→ **THE PROBLEM**:
Which lines in the entries that follow contain the word "below"? Report each of those lines in full.

→ **ITEMS**:
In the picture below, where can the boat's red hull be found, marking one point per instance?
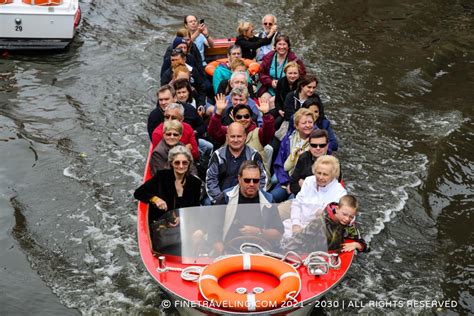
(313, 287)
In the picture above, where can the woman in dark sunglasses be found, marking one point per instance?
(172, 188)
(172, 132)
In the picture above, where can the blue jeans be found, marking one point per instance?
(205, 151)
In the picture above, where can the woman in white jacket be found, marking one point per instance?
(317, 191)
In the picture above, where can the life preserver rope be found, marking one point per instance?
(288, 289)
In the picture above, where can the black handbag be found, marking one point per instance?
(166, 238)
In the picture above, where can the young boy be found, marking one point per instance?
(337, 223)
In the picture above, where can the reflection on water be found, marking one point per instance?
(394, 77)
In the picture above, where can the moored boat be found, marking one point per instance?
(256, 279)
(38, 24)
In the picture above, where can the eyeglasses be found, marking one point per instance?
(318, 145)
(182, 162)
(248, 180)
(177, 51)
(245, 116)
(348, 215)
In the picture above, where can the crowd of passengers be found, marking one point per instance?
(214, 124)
* * *
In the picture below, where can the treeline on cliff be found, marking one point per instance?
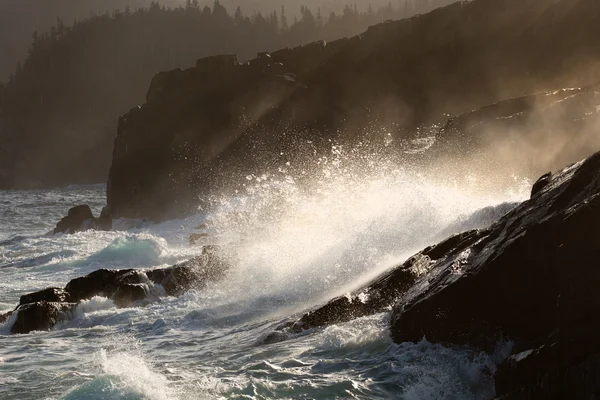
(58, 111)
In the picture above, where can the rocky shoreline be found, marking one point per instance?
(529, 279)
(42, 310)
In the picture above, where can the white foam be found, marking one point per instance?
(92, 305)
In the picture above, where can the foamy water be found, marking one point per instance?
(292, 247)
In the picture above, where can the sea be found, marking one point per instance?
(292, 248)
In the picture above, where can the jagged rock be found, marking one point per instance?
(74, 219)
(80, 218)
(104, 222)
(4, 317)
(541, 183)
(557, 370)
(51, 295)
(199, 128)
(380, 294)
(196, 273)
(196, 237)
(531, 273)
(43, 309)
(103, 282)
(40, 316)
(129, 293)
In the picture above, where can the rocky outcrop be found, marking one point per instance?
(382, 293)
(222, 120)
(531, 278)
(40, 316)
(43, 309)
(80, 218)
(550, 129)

→ **THE OUTPUT**:
In the picture below, where can the boat's red hull be found, marking one point per instance?
In the picture below, where can the treeline on cliff be found, marking one point per instance?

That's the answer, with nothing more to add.